→ Work request
Nothing should be dropped or changed: copy every line of the listing.
[[ Input for this task open ]]
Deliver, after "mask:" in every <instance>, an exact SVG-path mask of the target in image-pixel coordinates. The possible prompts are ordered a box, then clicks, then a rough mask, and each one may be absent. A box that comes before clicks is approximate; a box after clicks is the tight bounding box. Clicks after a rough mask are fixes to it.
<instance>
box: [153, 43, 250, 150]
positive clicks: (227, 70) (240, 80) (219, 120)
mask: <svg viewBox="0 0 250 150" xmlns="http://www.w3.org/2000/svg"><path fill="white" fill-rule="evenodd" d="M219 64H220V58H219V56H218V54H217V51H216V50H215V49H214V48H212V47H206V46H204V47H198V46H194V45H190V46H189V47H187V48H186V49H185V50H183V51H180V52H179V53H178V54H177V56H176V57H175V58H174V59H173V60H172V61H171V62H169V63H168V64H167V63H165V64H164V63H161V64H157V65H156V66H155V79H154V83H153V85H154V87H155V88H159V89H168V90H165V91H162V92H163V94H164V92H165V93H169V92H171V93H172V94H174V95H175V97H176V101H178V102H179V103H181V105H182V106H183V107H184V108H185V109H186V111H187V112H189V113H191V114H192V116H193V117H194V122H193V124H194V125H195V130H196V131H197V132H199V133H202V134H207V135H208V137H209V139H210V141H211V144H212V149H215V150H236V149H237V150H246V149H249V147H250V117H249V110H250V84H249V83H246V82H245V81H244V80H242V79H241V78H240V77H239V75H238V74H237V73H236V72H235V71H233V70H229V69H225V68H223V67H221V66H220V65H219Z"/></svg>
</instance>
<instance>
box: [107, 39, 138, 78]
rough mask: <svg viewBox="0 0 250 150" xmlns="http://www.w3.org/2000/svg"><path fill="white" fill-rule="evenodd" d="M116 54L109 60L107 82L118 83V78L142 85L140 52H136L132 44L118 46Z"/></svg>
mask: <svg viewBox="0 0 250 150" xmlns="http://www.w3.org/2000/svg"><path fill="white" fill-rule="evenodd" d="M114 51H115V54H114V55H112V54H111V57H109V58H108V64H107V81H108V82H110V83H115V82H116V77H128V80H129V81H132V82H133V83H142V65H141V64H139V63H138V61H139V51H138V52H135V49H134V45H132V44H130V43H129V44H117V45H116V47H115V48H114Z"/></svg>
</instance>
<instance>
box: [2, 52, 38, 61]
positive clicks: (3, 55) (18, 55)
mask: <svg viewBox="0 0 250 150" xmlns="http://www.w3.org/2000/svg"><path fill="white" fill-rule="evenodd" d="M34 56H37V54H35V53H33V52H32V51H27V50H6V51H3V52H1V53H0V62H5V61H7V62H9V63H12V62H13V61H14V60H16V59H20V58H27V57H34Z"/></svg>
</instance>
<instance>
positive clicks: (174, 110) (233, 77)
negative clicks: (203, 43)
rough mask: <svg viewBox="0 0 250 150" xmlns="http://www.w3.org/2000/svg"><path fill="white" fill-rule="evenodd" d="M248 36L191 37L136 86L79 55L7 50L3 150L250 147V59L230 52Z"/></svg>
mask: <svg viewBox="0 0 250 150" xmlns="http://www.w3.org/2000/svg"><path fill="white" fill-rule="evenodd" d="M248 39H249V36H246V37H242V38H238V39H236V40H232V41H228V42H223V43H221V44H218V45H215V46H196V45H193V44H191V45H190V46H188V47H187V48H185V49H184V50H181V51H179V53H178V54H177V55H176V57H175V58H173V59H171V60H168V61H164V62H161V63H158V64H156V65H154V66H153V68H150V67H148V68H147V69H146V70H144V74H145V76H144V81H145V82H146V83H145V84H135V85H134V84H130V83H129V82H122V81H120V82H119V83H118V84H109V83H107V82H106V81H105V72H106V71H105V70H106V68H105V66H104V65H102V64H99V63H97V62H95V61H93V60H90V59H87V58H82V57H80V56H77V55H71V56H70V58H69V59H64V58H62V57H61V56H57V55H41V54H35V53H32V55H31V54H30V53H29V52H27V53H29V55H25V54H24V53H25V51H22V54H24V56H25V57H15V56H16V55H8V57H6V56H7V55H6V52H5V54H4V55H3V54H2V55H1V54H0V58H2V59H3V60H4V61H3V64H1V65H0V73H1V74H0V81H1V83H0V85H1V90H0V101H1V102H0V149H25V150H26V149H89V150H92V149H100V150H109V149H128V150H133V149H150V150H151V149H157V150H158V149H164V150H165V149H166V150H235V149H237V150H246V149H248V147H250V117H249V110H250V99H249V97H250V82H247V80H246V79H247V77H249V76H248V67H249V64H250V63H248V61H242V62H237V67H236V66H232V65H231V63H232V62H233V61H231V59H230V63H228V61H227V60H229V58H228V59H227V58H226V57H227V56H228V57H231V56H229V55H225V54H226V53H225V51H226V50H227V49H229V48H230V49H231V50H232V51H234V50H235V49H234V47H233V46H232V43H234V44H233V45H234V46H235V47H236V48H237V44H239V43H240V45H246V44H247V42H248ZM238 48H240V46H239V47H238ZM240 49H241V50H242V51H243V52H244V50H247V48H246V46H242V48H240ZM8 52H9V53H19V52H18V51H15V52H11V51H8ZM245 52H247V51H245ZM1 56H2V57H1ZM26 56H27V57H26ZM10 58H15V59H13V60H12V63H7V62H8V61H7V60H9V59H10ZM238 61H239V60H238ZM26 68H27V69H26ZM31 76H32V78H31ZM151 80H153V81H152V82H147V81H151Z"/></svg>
[[ Input for this task closed ]]
→ Exercise solution
Deliver, after "mask:" in every <instance>, an exact SVG-path mask of the target in image-pixel coordinates. The possible prompts are ordered a box, then clicks, then a rough mask, and each one may be absent. A box that comes before clicks is approximate; a box after clicks is the tight bounding box. Clicks after a rough mask are fixes to it.
<instance>
box: [153, 43, 250, 150]
positive clicks: (227, 70) (240, 80) (219, 120)
mask: <svg viewBox="0 0 250 150" xmlns="http://www.w3.org/2000/svg"><path fill="white" fill-rule="evenodd" d="M219 64H220V58H219V56H218V54H217V51H216V50H215V49H214V48H212V47H206V46H204V47H198V46H194V45H190V46H189V47H187V48H186V49H185V50H183V51H180V52H179V53H178V54H177V56H176V57H175V58H174V59H173V60H172V61H171V62H169V63H168V64H167V63H165V64H164V63H161V64H157V65H156V66H155V79H154V83H153V85H154V87H155V88H159V89H168V90H165V91H162V92H163V94H164V92H165V93H169V92H171V93H172V94H174V95H175V97H176V101H178V102H179V103H181V105H182V106H183V107H184V108H185V109H186V111H187V112H189V113H191V114H192V116H193V117H194V122H193V124H194V125H195V130H196V131H197V132H199V133H202V134H207V135H208V137H209V139H210V141H211V144H212V149H215V150H236V149H237V150H246V149H249V147H250V117H249V110H250V84H249V83H246V82H245V81H244V80H242V79H241V78H240V77H239V75H238V74H237V73H236V72H235V71H233V70H229V69H225V68H223V67H221V66H220V65H219Z"/></svg>
</instance>
<instance>
box: [107, 39, 138, 78]
rough mask: <svg viewBox="0 0 250 150" xmlns="http://www.w3.org/2000/svg"><path fill="white" fill-rule="evenodd" d="M116 54L109 60L107 82L118 83V78L142 85L140 52H136L132 44L118 46Z"/></svg>
mask: <svg viewBox="0 0 250 150" xmlns="http://www.w3.org/2000/svg"><path fill="white" fill-rule="evenodd" d="M114 51H115V54H114V55H112V54H111V57H109V58H108V64H107V81H108V82H110V83H115V82H116V77H128V80H129V81H132V82H133V83H142V65H141V64H139V63H138V61H139V51H138V52H135V49H134V45H132V44H130V43H129V44H117V45H116V47H115V48H114Z"/></svg>
</instance>
<instance>
box: [2, 52, 38, 61]
positive clicks: (3, 55) (18, 55)
mask: <svg viewBox="0 0 250 150" xmlns="http://www.w3.org/2000/svg"><path fill="white" fill-rule="evenodd" d="M34 56H37V54H35V53H33V52H32V51H27V50H6V51H3V52H1V53H0V62H5V61H7V62H9V63H12V62H13V61H14V60H16V59H20V58H27V57H34Z"/></svg>
</instance>
<instance>
positive clicks: (174, 110) (233, 77)
negative clicks: (203, 43)
rough mask: <svg viewBox="0 0 250 150" xmlns="http://www.w3.org/2000/svg"><path fill="white" fill-rule="evenodd" d="M248 36L191 37L136 86L79 55L7 50L3 150L250 147V59L230 52Z"/></svg>
mask: <svg viewBox="0 0 250 150" xmlns="http://www.w3.org/2000/svg"><path fill="white" fill-rule="evenodd" d="M248 39H249V36H246V37H242V38H238V39H236V40H232V41H228V42H223V43H221V44H218V45H215V46H196V45H193V44H191V45H190V46H188V47H187V48H185V49H184V50H181V51H179V53H178V54H177V55H176V57H175V58H173V59H171V60H168V61H164V62H161V63H158V64H156V65H154V66H153V68H150V67H148V68H147V69H146V70H144V74H145V76H144V81H145V82H146V83H145V84H135V85H134V84H130V83H129V82H122V81H120V82H119V83H118V84H109V83H107V82H106V81H105V72H106V71H105V70H106V68H105V66H104V65H102V64H99V63H97V62H95V61H93V60H90V59H87V58H82V57H80V56H77V55H71V56H70V58H69V59H64V58H62V57H61V56H57V55H41V54H35V53H32V55H31V54H30V53H29V52H27V53H29V55H25V54H24V53H25V51H22V54H24V56H25V57H15V56H16V55H8V57H6V56H7V55H6V52H5V54H4V55H3V54H2V55H1V54H0V58H2V59H3V60H4V61H3V64H1V65H0V73H1V74H0V81H1V83H0V85H1V90H0V101H1V102H0V149H25V150H26V149H89V150H92V149H100V150H109V149H128V150H133V149H150V150H151V149H157V150H158V149H164V150H165V149H166V150H235V149H237V150H246V149H248V147H250V117H249V110H250V99H249V97H250V82H247V80H246V79H247V77H249V76H248V67H249V64H250V63H248V61H242V62H237V67H236V66H232V65H231V63H232V62H233V61H231V59H230V63H228V61H227V60H229V58H228V59H227V58H226V57H227V56H228V57H231V56H229V55H225V54H226V53H225V51H226V50H227V49H229V48H230V49H231V50H232V51H234V50H235V49H234V47H233V46H232V43H234V44H233V45H234V46H235V47H236V48H237V44H239V43H240V45H246V44H247V42H248ZM238 48H240V46H239V47H238ZM240 49H241V50H242V51H243V52H244V50H247V48H246V46H242V48H240ZM8 52H9V53H19V52H18V51H15V52H11V51H8ZM245 52H247V51H245ZM1 56H2V57H1ZM26 56H27V57H26ZM10 58H15V59H13V60H12V63H7V62H8V61H7V60H9V59H10ZM238 61H239V60H238ZM26 68H27V69H26ZM31 76H32V78H31ZM151 80H153V81H152V82H147V81H151Z"/></svg>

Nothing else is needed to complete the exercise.